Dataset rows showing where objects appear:
_ _ _ _ _

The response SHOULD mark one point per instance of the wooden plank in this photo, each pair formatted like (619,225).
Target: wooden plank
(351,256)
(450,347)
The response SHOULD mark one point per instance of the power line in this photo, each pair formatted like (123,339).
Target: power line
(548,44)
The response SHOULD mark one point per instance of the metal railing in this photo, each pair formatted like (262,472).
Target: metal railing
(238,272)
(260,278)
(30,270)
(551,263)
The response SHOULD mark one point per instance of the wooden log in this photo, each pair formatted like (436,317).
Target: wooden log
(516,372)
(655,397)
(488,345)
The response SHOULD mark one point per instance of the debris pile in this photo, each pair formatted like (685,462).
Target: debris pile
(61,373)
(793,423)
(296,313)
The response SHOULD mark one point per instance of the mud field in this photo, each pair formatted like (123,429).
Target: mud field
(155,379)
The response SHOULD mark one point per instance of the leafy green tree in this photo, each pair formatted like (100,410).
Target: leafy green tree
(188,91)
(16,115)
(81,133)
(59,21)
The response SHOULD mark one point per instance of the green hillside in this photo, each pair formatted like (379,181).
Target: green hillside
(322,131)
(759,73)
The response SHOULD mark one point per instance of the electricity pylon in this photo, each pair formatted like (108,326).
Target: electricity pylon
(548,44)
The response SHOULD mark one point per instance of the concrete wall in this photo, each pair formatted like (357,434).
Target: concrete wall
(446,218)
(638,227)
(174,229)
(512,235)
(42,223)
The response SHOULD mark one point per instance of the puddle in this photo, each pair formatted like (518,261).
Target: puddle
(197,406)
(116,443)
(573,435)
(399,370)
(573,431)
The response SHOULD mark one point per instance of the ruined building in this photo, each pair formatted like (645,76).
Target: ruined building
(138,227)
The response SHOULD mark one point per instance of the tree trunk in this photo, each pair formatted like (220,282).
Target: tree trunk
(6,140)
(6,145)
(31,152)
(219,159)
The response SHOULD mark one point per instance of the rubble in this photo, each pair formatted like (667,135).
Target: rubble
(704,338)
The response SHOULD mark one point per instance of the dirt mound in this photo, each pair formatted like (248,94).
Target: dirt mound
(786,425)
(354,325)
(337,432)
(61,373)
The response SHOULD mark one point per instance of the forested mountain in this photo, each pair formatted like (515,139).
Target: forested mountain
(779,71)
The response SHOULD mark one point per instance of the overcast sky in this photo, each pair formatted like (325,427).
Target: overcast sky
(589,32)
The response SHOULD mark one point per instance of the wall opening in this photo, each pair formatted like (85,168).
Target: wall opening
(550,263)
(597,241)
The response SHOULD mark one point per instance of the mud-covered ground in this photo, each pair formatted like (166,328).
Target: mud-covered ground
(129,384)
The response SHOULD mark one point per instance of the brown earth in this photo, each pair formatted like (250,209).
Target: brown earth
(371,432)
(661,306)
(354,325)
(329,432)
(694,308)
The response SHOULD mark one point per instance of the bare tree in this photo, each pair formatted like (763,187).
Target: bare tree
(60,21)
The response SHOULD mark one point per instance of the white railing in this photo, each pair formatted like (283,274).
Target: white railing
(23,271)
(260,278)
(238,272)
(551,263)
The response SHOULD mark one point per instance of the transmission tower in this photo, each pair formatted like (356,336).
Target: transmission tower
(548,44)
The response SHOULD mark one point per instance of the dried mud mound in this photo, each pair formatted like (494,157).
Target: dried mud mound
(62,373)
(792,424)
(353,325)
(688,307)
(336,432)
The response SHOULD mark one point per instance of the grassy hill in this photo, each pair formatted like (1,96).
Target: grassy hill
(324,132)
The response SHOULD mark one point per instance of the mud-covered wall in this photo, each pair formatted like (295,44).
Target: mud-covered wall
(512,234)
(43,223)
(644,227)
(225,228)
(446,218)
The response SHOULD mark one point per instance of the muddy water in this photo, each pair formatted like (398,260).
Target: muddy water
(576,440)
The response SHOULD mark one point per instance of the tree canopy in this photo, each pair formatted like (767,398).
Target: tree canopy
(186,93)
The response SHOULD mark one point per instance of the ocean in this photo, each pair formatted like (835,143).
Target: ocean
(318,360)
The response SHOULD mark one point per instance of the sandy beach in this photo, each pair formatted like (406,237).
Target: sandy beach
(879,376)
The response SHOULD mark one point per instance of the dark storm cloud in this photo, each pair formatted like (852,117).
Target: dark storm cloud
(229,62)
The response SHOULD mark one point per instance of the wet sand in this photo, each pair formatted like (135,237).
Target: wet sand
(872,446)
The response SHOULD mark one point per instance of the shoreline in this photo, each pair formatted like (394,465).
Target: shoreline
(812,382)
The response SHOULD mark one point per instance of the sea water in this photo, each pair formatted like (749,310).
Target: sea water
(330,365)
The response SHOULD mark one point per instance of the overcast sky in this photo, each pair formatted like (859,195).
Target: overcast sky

_ _ _ _ _

EXERCISE:
Please lay out the lines of the records as a Markdown table with the columns "Row" and "Line". Start with the line containing "The response SHOULD mark one point per instance of the wet", continue through the end of the records, and leave out blank lines.

RESULT OF THIS TASK:
| Row | Line |
|---|---|
| 1 | The response SHOULD mark one point per instance of the wet sand in this photo, each pair formatted like (135,237). |
| 2 | Target: wet sand |
| 3 | (872,446) |
| 4 | The response SHOULD mark one point per instance of the shoreline in this photo, each pair formatted like (394,465). |
| 5 | Target: shoreline |
| 6 | (812,382) |
| 7 | The response SHOULD mark one point per instance of the sea water in this photo, each pair formatted like (749,310). |
| 8 | Target: sea water |
| 9 | (330,365) |
| 10 | The response SHOULD mark one point per instance of the overcast sky in this photo, each pair formatted like (859,195). |
| 11 | Target: overcast sky |